Given request: Edit the items below so that every "Mark one point per instance" becomes "Place a single point on each instance", and leave all other wording untouched.

[Named object pointing items]

* Begin *

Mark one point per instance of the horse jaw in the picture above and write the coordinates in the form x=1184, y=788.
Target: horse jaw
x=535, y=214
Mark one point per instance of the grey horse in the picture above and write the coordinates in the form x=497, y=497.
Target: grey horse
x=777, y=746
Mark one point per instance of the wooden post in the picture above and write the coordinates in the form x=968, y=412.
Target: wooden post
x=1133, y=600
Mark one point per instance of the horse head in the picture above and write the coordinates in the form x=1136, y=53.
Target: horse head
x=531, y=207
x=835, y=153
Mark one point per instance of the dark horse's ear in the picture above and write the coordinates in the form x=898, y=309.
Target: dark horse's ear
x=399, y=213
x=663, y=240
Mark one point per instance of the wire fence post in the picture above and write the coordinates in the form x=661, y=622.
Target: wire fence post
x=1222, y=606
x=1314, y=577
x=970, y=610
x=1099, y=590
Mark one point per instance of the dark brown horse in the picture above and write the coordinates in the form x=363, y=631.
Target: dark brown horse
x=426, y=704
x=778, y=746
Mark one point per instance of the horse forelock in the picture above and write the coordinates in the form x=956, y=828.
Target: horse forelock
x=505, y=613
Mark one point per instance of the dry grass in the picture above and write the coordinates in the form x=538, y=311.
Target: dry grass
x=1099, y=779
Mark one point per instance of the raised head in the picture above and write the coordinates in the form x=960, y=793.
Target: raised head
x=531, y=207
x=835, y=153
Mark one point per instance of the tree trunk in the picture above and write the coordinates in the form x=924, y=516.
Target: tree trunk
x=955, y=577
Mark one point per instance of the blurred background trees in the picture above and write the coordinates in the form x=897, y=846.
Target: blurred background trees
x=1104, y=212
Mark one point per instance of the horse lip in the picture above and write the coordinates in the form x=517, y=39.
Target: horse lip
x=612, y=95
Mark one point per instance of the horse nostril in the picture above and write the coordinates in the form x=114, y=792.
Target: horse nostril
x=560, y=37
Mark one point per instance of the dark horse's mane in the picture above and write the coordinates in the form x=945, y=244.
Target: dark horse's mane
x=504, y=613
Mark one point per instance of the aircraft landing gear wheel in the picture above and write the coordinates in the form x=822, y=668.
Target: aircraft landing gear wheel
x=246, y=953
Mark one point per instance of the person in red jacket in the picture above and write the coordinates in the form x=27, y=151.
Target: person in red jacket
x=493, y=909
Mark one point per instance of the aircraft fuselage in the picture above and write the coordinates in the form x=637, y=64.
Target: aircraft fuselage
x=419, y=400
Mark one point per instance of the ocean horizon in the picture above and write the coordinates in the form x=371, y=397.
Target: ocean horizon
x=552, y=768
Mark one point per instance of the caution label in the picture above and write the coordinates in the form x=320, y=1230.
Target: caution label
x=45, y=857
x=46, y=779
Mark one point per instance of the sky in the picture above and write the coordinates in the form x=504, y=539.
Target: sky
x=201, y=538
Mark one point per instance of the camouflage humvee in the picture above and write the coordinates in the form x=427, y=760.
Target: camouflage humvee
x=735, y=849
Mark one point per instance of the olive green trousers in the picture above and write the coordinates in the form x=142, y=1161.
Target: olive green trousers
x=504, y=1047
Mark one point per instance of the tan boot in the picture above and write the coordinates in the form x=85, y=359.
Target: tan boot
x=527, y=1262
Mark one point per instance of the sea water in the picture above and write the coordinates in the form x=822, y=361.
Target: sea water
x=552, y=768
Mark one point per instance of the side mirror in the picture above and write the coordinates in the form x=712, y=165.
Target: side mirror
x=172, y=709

* End *

Output for this exercise:
Place a single point on each instance of the horse jaw in the picture above and write the coordinates in the form x=1184, y=788.
Target: horse jaw
x=535, y=214
Place a single point on each instance of the grey horse in the picture above and write the coordinates in the form x=497, y=497.
Target: grey horse
x=777, y=746
Place a single point on each instance of the wooden post in the picture above and write the coordinates in the form x=968, y=412.
Target: wooden post
x=1133, y=600
Place a single point on each instance of the horse head in the picture above and write the coordinates in the form x=1136, y=53.
Target: horse head
x=531, y=207
x=835, y=153
Place a single point on each instance of the dark horse's ear in the picture above and write the coordinates in the form x=898, y=309.
Target: dark horse's ear
x=399, y=213
x=663, y=240
Place a single point on each instance of the wire fence post in the picture above and write the coordinates in the form x=661, y=622.
Target: wire fence post
x=1222, y=606
x=1314, y=577
x=970, y=610
x=1099, y=590
Place a single point on each instance of the dark brown horse in the picture above and write the coordinates in the form x=363, y=631.
Target: dark brown horse
x=426, y=704
x=778, y=746
Place a single point on each instance of the horse forelock in the picture above and write the coordinates in the form x=956, y=828.
Target: horse forelock
x=505, y=613
Place a single point on each instance of the dry grass in the picture above and write the coordinates in the form x=538, y=311.
Target: dry grass
x=1099, y=779
Place a single point on each instance of the raised head in the picture above and write the coordinates in the form x=960, y=793.
Target: raised head
x=531, y=207
x=835, y=153
Place a single point on each instance of the tree trunk in the picture above and write the coordinates in the form x=924, y=516.
Target: tree trunk
x=955, y=577
Place a single point on each instance of the blurred background trees in the picture above and write the coordinates in the form x=897, y=846.
Target: blurred background trees
x=1104, y=212
Place a single point on each instance of the horse lip in the picture above and write the coordinates in the form x=517, y=39.
Target: horse lip
x=612, y=95
Place a single point on each instance of the horse nostril in the picture above and write the coordinates in the form x=114, y=792.
Target: horse nostril
x=560, y=37
Place a single point on each instance of the dark horse's mane in the picture above and write the coordinates in the form x=945, y=244.
Target: dark horse's mane
x=504, y=613
Place a single point on each instance of the aircraft landing gear wheel in the picture above and write the coordinates in the form x=822, y=668.
Target: aircraft landing gear wheel
x=246, y=953
Place a single point on each instance of the person in red jacket in the picture above and write the coordinates in the form x=27, y=151.
Target: person in red jacket
x=493, y=909
Place a single point on each instance of the aircraft fuselage in the picture above and write the coordinates in the form x=637, y=64.
Target: aircraft fuselage
x=419, y=400
Place a single point on each instance of the ocean horizon in the picture above and write the coordinates in the form x=371, y=397.
Target: ocean horizon
x=552, y=768
Place a single point on each instance of the caution label in the picture above and write the coordinates in the form x=320, y=1230.
Target: caution label
x=45, y=857
x=46, y=779
Place a single point on each instance of the sky in the picture above and write the coordinates in the form x=504, y=539.
Target: sky
x=201, y=538
Place a single point on each instance of the camouflage humvee in the picture above and write the coordinates in the form x=427, y=760.
Target: camouflage humvee
x=735, y=849
Place a single point on each instance of the olive green trousers in the picture above and write the coordinates in the form x=142, y=1161.
Target: olive green trousers
x=504, y=1047
Place a single point on each instance of the tan boot in the picture above and write the coordinates in the form x=85, y=359.
Target: tan boot
x=527, y=1262
Place a single point on each instance of the sea water in the picture above and write the coordinates in the form x=822, y=361.
Target: sea water
x=552, y=768
Place a single point on each instance of the side mirror in the picture above and write the coordinates in the form x=712, y=165.
Target: side mirror
x=172, y=709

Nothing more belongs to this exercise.